§ EXERCISE DIRECTIONS:
Pick out every line in the material below that contains the word "background" and copy each of those lines.

§ STORED ROWS:
........

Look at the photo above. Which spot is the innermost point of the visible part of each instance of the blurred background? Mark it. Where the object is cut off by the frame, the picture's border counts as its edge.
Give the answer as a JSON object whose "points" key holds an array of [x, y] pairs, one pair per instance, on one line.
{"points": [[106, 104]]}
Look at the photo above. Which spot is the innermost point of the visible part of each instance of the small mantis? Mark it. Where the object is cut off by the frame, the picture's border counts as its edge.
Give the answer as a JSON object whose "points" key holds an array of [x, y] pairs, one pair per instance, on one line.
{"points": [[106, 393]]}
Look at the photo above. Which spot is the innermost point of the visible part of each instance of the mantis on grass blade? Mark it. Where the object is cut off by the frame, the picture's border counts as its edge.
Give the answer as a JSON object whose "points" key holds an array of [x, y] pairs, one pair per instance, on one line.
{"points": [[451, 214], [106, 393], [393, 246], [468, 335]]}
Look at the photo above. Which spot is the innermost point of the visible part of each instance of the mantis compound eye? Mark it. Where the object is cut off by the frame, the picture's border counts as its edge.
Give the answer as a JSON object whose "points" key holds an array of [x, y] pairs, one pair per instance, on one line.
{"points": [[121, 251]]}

........

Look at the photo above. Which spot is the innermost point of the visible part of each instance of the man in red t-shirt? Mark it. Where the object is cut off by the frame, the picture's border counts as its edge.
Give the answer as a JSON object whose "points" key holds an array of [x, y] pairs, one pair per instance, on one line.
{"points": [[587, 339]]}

........

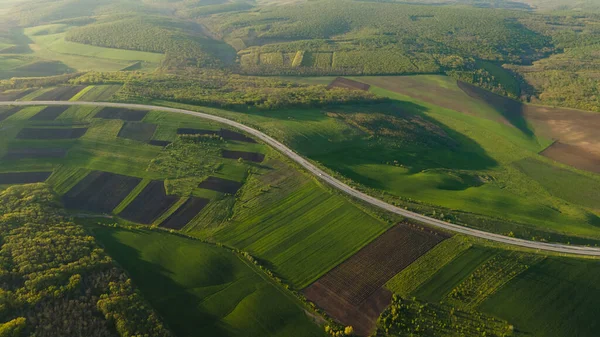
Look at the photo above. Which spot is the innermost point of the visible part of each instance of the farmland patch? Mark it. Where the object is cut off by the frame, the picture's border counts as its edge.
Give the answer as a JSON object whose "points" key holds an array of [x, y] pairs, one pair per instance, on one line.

........

§ RESPONSE BELOW:
Look at the photo above. Which spot is the innermost point of the visible part of each instance of the blurred background? Mark it. Where the object is cut off by the frame, the picture's border counts as its edge.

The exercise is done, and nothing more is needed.